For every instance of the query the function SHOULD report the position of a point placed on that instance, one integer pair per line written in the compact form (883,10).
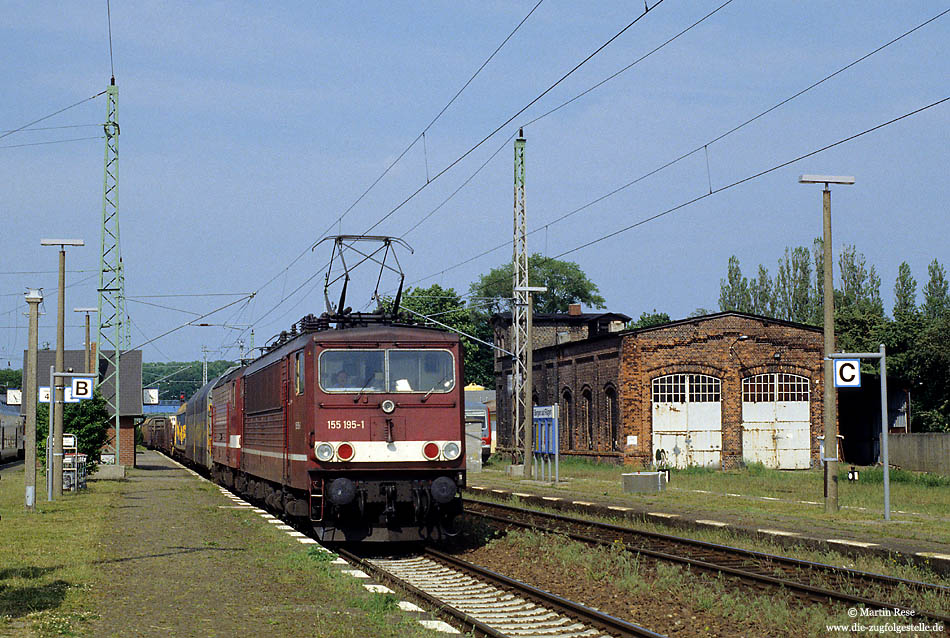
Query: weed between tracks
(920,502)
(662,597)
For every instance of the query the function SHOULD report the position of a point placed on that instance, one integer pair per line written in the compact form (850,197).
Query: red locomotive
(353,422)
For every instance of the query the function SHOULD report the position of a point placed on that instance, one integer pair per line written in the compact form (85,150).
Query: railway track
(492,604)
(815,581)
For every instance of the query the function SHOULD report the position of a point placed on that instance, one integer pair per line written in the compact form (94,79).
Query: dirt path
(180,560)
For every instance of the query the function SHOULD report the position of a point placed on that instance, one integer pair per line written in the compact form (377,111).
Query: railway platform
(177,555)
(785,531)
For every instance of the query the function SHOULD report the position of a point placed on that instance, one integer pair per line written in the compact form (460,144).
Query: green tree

**WHAT NEEDS TO BE DONE**
Your answer must be the lines from the one with "compact form (460,144)." through the last line of the data, repeated exactly and with nothing else.

**EXERCISE RESULT**
For every instance of the query the function SHOULD report the position of a point placed on that instance, one integer pair per line written in the compact form (460,144).
Query: green tree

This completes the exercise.